Have a personal mission focus. A mission focus is kind of like a broccoli focus or a read-a-book-instead-of-watching-TV focus. It greatly depends on…the parents. You want your kiddos to love broccoli? You've gotta eat it! You want your sons to love reading books? No point in just talking about it, you have to read. In front of them. Prioritize reading. Take them to the library, read aloud to them, make time for reading…oh, I digress…but not really. If you want missions to be important in your family, missions should be important to you. If you say mission work is important but skip the missions focus Sundays at your church. If you toss the mission report letters in the trash unopened. If you make a major contribution to the building fund and throw a fiver in the missions offering, your kids are going to get the message you are modeling, not the one you talk about. So, the first, best way to raise kids with a heart for what God is doing around the world and in your community is to develop a heart for what God is doing around the world and in your community. No, that's not a repetitive typo. Reread. You want them to have it, you have to have it. If you don't, ask God to give you a heart like his. God is always willing to do more in our lives than what we are willing to have him do. So, ask…and hang on for the ride.

Given material -
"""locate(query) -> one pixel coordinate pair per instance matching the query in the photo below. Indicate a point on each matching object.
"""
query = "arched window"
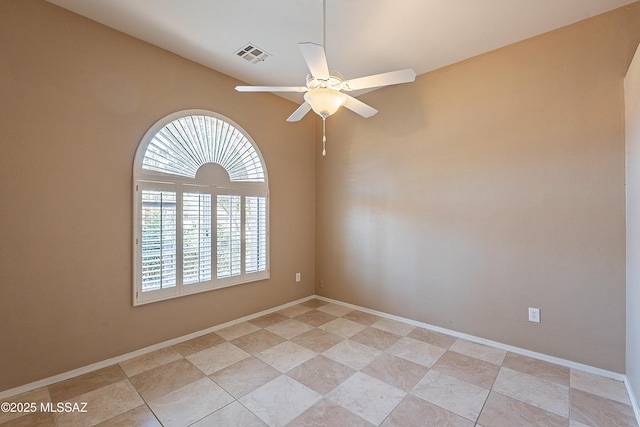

Written problem -
What does the passage on a personal mission focus call the first, best way to raise kids with a heart for what God is doing around the world and in the community?

Answer to this exercise -
Developing a heart for what God is doing around the world and in your community yourself.